Exercise objective: Produce the listing below again, exactly as shown.

## BEGIN Material provided

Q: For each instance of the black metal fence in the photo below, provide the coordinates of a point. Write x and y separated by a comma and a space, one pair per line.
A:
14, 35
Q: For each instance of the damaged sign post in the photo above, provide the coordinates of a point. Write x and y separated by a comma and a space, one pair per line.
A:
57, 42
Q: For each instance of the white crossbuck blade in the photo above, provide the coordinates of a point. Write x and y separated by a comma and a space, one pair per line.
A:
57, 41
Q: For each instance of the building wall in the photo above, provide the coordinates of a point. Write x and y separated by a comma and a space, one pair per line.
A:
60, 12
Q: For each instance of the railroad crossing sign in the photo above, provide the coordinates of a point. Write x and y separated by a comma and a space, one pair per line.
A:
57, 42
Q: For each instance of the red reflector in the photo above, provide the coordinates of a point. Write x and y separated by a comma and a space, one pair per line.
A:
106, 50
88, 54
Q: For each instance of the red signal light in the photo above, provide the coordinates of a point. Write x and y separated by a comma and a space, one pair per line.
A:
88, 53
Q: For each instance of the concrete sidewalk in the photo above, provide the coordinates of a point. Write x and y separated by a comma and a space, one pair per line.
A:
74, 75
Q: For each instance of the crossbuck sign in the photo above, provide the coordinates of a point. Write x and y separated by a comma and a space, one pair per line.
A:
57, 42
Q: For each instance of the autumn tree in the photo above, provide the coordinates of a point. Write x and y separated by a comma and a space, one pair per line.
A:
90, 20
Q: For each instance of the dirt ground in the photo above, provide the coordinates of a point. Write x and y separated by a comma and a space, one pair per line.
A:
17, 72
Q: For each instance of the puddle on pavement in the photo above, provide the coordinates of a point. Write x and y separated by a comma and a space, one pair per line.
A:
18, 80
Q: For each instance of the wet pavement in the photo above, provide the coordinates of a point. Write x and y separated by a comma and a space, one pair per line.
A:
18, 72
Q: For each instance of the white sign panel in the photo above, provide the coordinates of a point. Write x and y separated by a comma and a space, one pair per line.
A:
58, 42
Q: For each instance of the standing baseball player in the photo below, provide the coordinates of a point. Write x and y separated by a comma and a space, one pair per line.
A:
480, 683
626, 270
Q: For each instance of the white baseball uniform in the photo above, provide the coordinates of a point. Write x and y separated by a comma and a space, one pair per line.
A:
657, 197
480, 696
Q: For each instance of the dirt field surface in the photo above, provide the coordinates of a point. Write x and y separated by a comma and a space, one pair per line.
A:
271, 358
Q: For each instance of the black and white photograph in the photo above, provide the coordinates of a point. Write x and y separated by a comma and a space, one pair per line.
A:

## END Material provided

Final result:
Q: For each instance of the black metal fence in the photo below, provide the coordinates of a point. Write x and y separated by a comma and a space, one pair per line.
A:
14, 35
Q: For each instance of the damaged sign post in the photo above, provide the coordinates of a point. Write x and y separated by a comma and a space, one pair per line.
A:
57, 42
Q: For each instance of the white crossbuck blade in the photo above, provide the coordinates of a point. Write x and y separated by a comma and a space, one pair per line.
A:
57, 41
Q: For each instance of the building wall in the photo above, provide the coordinates of a point. Write x and y separated by a comma and a space, one pair per line.
A:
60, 12
Q: For each instance of the railroad crossing sign in the photo above, provide the coordinates of a point. Write x and y separated by a comma and a space, one pair per line.
A:
57, 42
Q: For each instance of the red reflector in the photo above, provide the coordinates of a point. Write x and y separated by a comma and a space, one pair per line.
A:
106, 50
88, 54
Q: For each instance of the red signal light in the photo above, provide the coordinates of a point. Write x and y separated by a comma and a space, one pair per line.
A:
88, 53
Q: For each instance of the concrete sidewalk in the photo above, provide the coordinates of a point. Write x and y separated by a comma and a space, one pair per line.
A:
74, 75
Q: For each instance of the crossbuck sign in the photo above, provide the coordinates of a point. Write x and y separated by a comma and a space, one pair per line.
A:
57, 42
Q: For each instance of the autumn tree in the photo above, provide the coordinates of a point. Write x and y separated by a comma and a space, one pair per line.
A:
90, 20
Q: For each instance of the dirt ground in the photo above, provide the coordinates of a point. Write x and y separated by a comma and a space, one pair per line.
A:
17, 72
Q: For each instance of the puddle on pavement in the photo above, provide the coordinates of a point. Write x and y separated by a comma and a space, one pair per line.
A:
18, 80
Q: For each instance of the wet pavement in the photo above, provide the coordinates of a point. Write x and y separated by a comma and a space, one pair per line.
A:
18, 72
Q: For each instance of the white sign panel in the photo above, provide the coordinates of a point. Write x and y separated by a comma and a space, one pair per line.
A:
58, 42
Q: For each instance of the standing baseball player in the photo below, provide the coordinates of a point. Write x and y separated by a comma and a space, one pair per line.
A:
480, 683
626, 270
Q: For each instance of the white baseball uniform in the photo above, provide the coordinates of a point. Write x and y separated by a comma and a space, one pair per line.
A:
657, 197
480, 696
Q: For each instance of the dirt field surface in the photo above, provide the coordinates of a point. Write x and y separated by a comma and a space, one pair per line.
A:
271, 358
Q: For each instance of the black and white photograph in the photo above, provide the coordinates of a point. Write x and y separated by a comma and a space, one pair per line.
A:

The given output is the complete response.